Required work:
Can you copy every line of the data below word for word, with nothing changed or left out?

● ● ● ● ●

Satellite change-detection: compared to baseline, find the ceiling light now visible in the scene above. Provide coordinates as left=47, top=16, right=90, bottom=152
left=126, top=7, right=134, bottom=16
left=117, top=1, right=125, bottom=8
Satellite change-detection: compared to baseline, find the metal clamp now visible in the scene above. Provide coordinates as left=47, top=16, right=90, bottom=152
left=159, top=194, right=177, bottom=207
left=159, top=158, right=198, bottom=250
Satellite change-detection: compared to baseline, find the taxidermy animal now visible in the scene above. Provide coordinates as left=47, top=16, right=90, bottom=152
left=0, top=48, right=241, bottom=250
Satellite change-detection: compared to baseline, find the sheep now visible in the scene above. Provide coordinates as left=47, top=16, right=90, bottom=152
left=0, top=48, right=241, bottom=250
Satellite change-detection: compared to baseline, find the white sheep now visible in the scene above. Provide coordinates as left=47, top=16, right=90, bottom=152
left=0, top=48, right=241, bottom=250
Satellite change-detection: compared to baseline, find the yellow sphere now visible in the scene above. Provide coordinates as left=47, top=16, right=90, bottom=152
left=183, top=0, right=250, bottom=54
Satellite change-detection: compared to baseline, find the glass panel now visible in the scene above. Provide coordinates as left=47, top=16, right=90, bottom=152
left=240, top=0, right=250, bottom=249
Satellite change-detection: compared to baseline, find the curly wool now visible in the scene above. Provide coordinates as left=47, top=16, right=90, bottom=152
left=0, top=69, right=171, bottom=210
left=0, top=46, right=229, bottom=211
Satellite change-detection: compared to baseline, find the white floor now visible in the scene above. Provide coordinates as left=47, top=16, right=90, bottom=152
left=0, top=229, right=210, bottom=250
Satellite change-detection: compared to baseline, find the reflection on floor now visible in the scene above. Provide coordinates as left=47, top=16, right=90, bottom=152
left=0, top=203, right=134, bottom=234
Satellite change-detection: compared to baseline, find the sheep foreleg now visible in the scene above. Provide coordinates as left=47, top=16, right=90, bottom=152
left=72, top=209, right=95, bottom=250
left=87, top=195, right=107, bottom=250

● ● ● ● ●

Solution for this problem:
Satellite change-detection: compared to baseline, find the ceiling light now visible in the scene above. Provide coordinates as left=47, top=16, right=90, bottom=152
left=126, top=7, right=134, bottom=16
left=117, top=1, right=125, bottom=8
Satellite change-detection: compared to baseline, find the metal clamp now visible in the scene above. Provide coordinates as left=47, top=16, right=90, bottom=152
left=159, top=194, right=177, bottom=207
left=159, top=158, right=198, bottom=250
Satellite change-detection: compared to baseline, find the taxidermy animal now visible in the scene above. Provide coordinates as left=47, top=16, right=90, bottom=152
left=0, top=48, right=241, bottom=250
Satellite change-detection: compared to baseline, find the sheep now visible in the scene above. Provide coordinates as left=47, top=16, right=90, bottom=152
left=0, top=48, right=241, bottom=250
Satellite change-detection: compared to baseline, find the white sheep now visible in the scene above. Provide coordinates as left=47, top=16, right=90, bottom=152
left=0, top=48, right=241, bottom=250
Satellite change-detection: compared to baseline, find the yellow sphere now visible in the scene above. Provide coordinates as left=47, top=16, right=90, bottom=152
left=183, top=0, right=250, bottom=54
Satellite change-detection: compared to baseline, find the glass panel now visible in the scene above. Provide coordinates as left=47, top=16, right=90, bottom=152
left=240, top=0, right=250, bottom=249
Satellite change-detection: compared to baseline, find the curly wool now visible in the scene above. Provide coordinates as left=47, top=16, right=90, bottom=152
left=0, top=69, right=171, bottom=210
left=0, top=46, right=229, bottom=211
Satellite change-detection: compared to baseline, find the white floor now visible in the scene above. Provide coordinates as left=47, top=16, right=90, bottom=152
left=0, top=229, right=210, bottom=250
Satellite change-detection: compared to baseline, find the reflection on floor now visible in the scene above. Provide coordinates as left=47, top=16, right=90, bottom=152
left=0, top=203, right=134, bottom=234
Satellite change-detection: compared to baseline, find the sheep foreleg now visible in the scene above. Provide coordinates as left=47, top=16, right=90, bottom=152
left=72, top=209, right=95, bottom=250
left=87, top=195, right=107, bottom=250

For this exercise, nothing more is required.